(What you are asked to do): The result should be every line in the data below that carries the string "cone".

(Supplied material):
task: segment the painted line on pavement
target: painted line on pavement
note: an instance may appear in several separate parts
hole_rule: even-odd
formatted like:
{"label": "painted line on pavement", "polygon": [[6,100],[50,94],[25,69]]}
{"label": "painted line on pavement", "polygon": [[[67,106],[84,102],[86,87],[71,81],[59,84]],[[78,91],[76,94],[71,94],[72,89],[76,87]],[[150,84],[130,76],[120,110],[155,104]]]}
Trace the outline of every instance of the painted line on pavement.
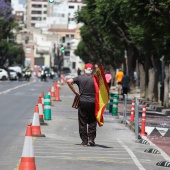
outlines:
{"label": "painted line on pavement", "polygon": [[34,83],[34,82],[30,82],[30,83],[22,84],[22,85],[19,85],[19,86],[13,87],[13,88],[11,88],[11,89],[8,89],[8,90],[5,90],[5,91],[2,91],[2,92],[0,92],[0,95],[1,95],[1,94],[7,94],[7,93],[9,93],[9,92],[10,92],[10,91],[12,91],[12,90],[18,89],[18,88],[23,87],[23,86],[30,85],[30,84],[32,84],[32,83]]}
{"label": "painted line on pavement", "polygon": [[141,163],[138,161],[137,157],[135,156],[135,154],[120,140],[120,139],[116,139],[121,145],[122,147],[124,147],[127,152],[129,153],[129,155],[131,156],[131,158],[133,159],[134,163],[136,164],[136,166],[140,169],[140,170],[146,170]]}
{"label": "painted line on pavement", "polygon": [[151,140],[149,140],[146,136],[142,136],[144,140],[149,141],[150,145],[155,147],[157,150],[161,152],[161,155],[164,157],[165,160],[170,161],[169,155],[167,155],[161,148],[159,148],[157,145],[155,145]]}

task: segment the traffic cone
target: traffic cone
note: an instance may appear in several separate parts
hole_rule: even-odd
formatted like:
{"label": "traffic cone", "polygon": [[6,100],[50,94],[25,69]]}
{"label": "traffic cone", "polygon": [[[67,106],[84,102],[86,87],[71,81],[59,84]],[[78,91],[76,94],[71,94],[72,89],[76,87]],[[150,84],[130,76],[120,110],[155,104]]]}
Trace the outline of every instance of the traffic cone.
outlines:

(Worked solution):
task: segment the traffic cone
target: traffic cone
{"label": "traffic cone", "polygon": [[6,100],[50,94],[25,69]]}
{"label": "traffic cone", "polygon": [[[67,106],[84,102],[86,87],[71,81],[59,84]],[[78,91],[76,94],[71,94],[72,89],[76,87]],[[150,84],[130,76],[120,110],[155,104]]]}
Trace the outline of every instance of the traffic cone.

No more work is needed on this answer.